- Work to do
Please write out every line of the entries below word for word, leaving the pictures out.

- Information given
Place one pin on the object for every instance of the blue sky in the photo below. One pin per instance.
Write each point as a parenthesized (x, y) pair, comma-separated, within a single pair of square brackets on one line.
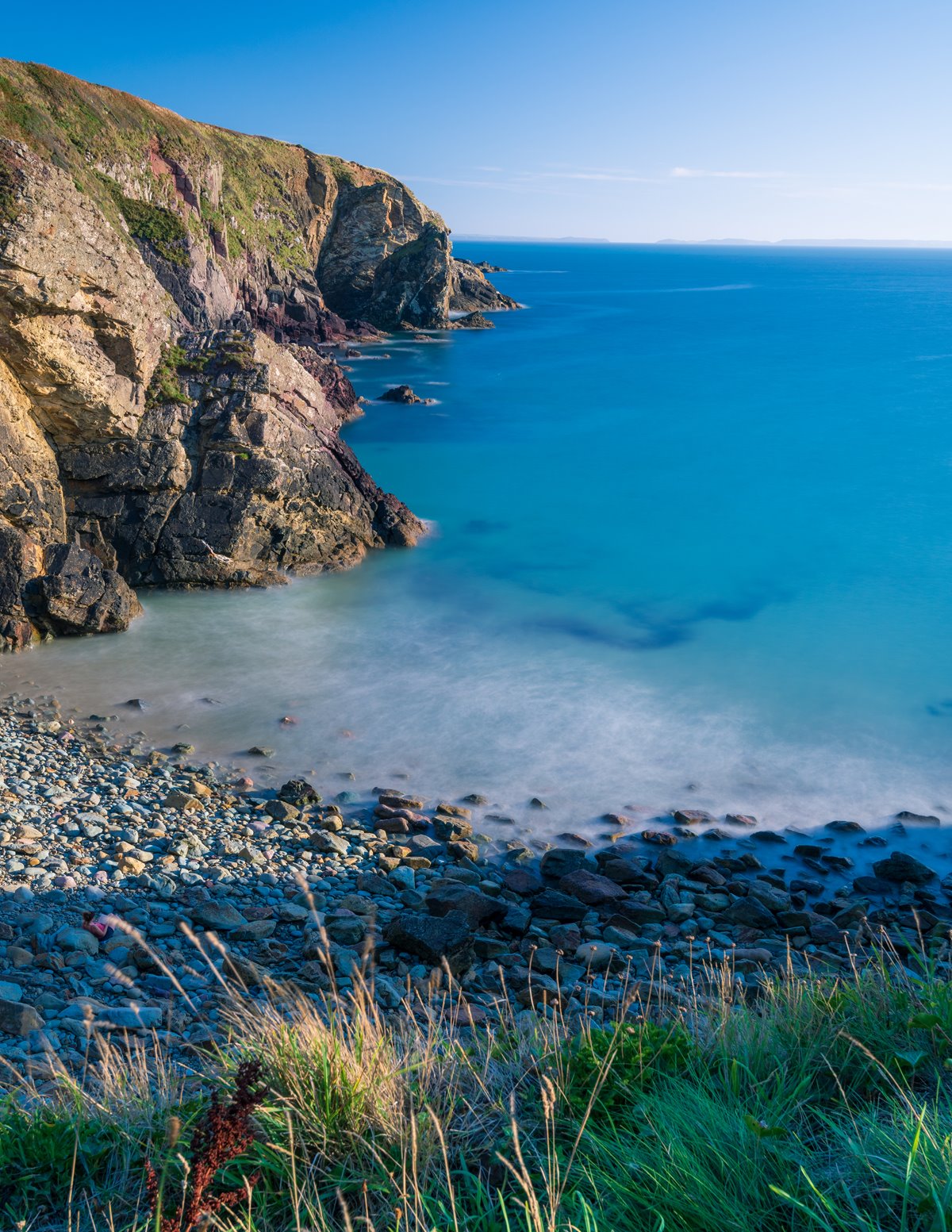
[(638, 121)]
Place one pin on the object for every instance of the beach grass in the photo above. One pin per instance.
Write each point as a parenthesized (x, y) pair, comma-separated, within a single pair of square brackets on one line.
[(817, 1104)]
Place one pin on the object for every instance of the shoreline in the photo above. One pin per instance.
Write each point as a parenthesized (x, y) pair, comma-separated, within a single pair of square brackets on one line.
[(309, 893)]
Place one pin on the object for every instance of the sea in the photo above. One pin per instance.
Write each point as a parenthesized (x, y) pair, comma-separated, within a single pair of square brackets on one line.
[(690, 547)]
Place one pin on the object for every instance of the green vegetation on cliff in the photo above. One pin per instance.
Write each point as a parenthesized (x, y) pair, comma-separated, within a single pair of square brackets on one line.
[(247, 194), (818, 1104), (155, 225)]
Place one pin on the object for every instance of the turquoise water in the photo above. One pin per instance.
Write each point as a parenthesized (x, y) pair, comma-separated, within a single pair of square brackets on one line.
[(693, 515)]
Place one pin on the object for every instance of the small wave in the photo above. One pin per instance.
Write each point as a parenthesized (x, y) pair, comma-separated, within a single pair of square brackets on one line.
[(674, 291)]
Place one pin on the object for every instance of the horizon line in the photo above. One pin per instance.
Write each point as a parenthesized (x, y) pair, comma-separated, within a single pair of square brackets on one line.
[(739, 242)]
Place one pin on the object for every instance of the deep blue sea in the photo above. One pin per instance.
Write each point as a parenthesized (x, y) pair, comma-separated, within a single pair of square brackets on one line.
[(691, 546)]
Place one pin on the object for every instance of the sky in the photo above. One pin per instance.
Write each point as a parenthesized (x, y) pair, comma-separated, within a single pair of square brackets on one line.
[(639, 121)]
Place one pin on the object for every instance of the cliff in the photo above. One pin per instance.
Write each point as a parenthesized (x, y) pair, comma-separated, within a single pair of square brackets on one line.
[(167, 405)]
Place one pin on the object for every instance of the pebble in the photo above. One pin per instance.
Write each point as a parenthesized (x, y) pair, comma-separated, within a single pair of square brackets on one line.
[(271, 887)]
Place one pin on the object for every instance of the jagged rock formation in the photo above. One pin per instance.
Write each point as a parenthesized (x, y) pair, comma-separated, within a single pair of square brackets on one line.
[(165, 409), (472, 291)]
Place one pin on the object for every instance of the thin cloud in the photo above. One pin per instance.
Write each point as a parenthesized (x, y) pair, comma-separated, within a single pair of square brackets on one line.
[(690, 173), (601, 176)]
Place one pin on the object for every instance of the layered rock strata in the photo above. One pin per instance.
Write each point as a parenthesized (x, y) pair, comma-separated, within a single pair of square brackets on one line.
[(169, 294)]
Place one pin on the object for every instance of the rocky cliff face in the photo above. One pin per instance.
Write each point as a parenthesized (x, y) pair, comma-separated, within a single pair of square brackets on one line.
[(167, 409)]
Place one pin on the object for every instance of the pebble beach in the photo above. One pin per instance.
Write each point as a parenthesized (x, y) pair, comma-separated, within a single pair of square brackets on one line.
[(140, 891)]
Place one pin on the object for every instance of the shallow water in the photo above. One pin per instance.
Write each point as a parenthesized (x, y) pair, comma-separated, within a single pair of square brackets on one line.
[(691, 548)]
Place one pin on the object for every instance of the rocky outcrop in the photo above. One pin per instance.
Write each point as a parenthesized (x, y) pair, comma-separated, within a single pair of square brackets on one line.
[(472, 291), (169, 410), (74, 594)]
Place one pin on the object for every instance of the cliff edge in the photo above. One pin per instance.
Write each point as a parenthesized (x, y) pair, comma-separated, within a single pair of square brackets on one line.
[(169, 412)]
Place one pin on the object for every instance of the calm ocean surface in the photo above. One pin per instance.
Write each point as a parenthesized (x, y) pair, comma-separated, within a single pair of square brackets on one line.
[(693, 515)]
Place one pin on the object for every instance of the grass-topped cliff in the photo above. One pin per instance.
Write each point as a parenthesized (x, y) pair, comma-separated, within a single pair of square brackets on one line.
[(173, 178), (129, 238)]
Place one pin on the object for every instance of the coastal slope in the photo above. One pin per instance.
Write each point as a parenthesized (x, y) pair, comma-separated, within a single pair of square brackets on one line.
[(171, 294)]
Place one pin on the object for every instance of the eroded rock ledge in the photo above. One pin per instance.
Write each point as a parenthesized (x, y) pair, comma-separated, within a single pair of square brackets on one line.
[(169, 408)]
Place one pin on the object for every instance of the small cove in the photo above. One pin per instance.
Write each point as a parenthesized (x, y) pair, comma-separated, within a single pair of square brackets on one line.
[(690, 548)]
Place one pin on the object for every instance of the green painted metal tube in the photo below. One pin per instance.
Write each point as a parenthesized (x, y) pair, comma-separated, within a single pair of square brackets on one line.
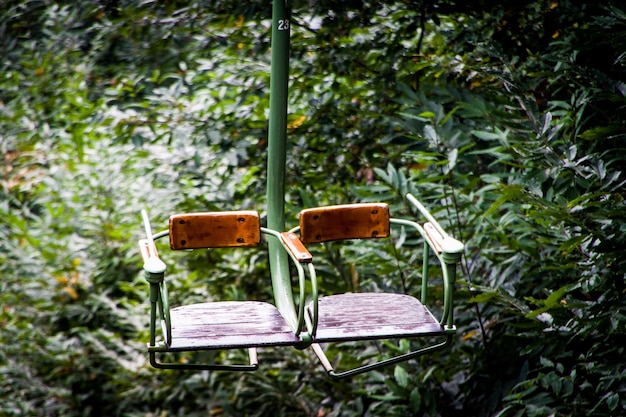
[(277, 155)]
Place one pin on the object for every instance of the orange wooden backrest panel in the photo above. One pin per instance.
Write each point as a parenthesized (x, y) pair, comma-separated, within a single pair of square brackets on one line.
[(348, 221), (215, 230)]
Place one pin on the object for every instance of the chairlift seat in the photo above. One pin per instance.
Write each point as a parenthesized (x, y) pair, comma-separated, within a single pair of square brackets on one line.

- Task output
Place one pin on the object for every instance of the blue sky in the photo below. One pin per instance.
Write each point as a parenthesized (x, y) pair, comma-separated, within a single pair of square brackets on one line.
[(638, 121)]
Place one pin on the object for every instance of the beach grass in the photo above. One pin per instance.
Write each point as a parenthesized (x, y) pair, comma-separated, within a single pair of square brackets on one line.
[(817, 1104)]
Place one pin on the object for every instance of the shoreline in the photo above. One pin per instance.
Write each point as a parenthesized (x, y) pair, comma-separated, within a single pair of square brackets on one line.
[(309, 893)]
Place one pin on the object for every instance of the sea in the photo above. One pin per instance.
Write each point as a parenthesized (x, y) pair, comma-separated, within a single pair of square brackets on one line.
[(690, 547)]
Place one pin on the object for every instance of the green vegetation on cliff in the photo above. One pin per instance.
Write each point as a parenthesized (x, y) pair, comma-separated, within a single pair of square brackets on one line.
[(247, 194), (818, 1104), (155, 225)]
Place one pin on the object for every instance of the turquoise water in the photo above. One pin per instance.
Write each point as a parenthesized (x, y) pair, comma-separated, within a single pair of square brackets on one line.
[(693, 515)]
Place one pin on the object for every instance of the small wave in the photo above. One pin per instance.
Write each point as a parenthesized (x, y) pair, comma-separated, within a single pair of square brackets on one line.
[(674, 291)]
Place one pin on the object for every instance of the horizon line in the photo above. One pin per instance.
Write each point as a parenthesized (x, y) pair, comma-separated, within a single pair of square brackets on one line.
[(739, 242)]
Place one pin on the object for every instance of the deep blue sea in the photo above. One pin per instance.
Write each point as a parenthesized (x, y) pair, comma-separated, within a single pair of square brackets on one line.
[(691, 546)]
Place one pin on the object for every instance of the sky in the photo above. One pin per instance.
Write each point as a parenthesized (x, y) pair, comma-separated, within a single pair of square brackets on one line.
[(639, 121)]
Place one pin on the object for every instance of the cliff in the photo above. One pin per instance.
Write each point as a parenthesized (x, y) pair, comma-separated, within a single pair of square brackets on one line.
[(167, 405)]
Place one pin on the object for every instance of the pebble in the photo above. One pin per instance.
Write each point as a parenthesized (x, y) pair, comma-separated, within a single pair of square brackets on one line.
[(271, 887)]
Place one pin on the object for every instance of the jagged rock formation in the photo above. One pin per instance.
Write each point as a parenthesized (x, y) pair, comma-separated, within a single pair of square brackets on one line.
[(165, 409), (472, 291)]
Place one pin on the object for every instance of the thin cloud in the photo above. One pin per instance.
Write each point as a parenthesized (x, y) pair, comma-separated, within a single pair of square brackets on one line.
[(690, 173), (601, 176)]
Place one pin on the object for every instance of the layered rock strata in the photo above. One pin per instance.
Write each point as a parenthesized (x, y) pair, comma-separated, within a single pair of square brackets on one line.
[(169, 294)]
Place one pin on the object for every instance of the rocky cliff face in the photo above. One pin per instance.
Write each point as a parenthesized (x, y) pair, comma-separated, within a single pair of square brackets on one line.
[(167, 409)]
Place one pin on the object for every instance of the pebble beach in the photo above. One pin per instance.
Write each point as a parenthesized (x, y) pair, comma-separated, within a single pair of square brackets on one line.
[(140, 891)]
Place one pin on the object for every instance of the shallow water in the photo above. One pin per instance.
Write each point as a parenthesized (x, y) pair, comma-separated, within a single pair of square brackets on one line.
[(691, 548)]
Place one pin on the object for every instance of the rocky outcrop in the photo above. One pin per instance.
Write each point as a parenthesized (x, y) pair, comma-separated, within a single pair of square brackets on one line.
[(472, 291), (169, 410), (74, 594)]
Place one pin on the object for every instance of the cliff edge in the photo above. One pin per instance.
Write each point as a parenthesized (x, y) pair, comma-separated, within a single pair of square brackets on one line.
[(169, 412)]
Place one pin on the object for every instance of the calm ocean surface in the photo above. One pin per instance.
Write each point as a parenthesized (x, y) pair, comma-separated, within a single pair of square brackets on one line.
[(693, 515)]
Place one pin on the object for every instance of the grass-topped cliff in the photo above. One pin per instance.
Write each point as a parenthesized (x, y) pair, comma-separated, within a single pair of square brackets on one line.
[(173, 178), (129, 238)]
Place one pin on the object for every instance of the coastal slope in the photo above. One pin per instance.
Write each point as a parenthesized (x, y) pair, comma-separated, within a single pair of square brackets on one line.
[(171, 294)]
Place one pin on the object for every instance of the eroded rock ledge in the photo above. One pin per instance.
Write each point as a parenthesized (x, y) pair, comma-separated, within a single pair of square brackets on one line.
[(169, 408)]
Place one pin on the object for every instance of the small cove in the photo above. One pin per instance.
Write each point as a parenthesized (x, y) pair, comma-separated, within a single pair of square brackets on one line.
[(690, 548)]
Place one pin on the object for every instance of the green painted metal tube in the photo below. One pin per instance.
Write each point as a parenthesized (x, y) pair, comma-separated, within a single pair of square brackets on one line.
[(277, 155)]
Place one pin on the object for every instance of the orange wooden backrest panel in the photo above. One pin per instance.
Write each point as a parenthesized (x, y) pair, comma-separated, within a single pair of square brackets on one line.
[(348, 221), (215, 230)]
Place one pin on the object for every instance of the chairlift seat in the photo above. One pin per instance.
Write each point as a parenthesized (x, y) pair, comma-separated, within a single pair of square brackets on one line.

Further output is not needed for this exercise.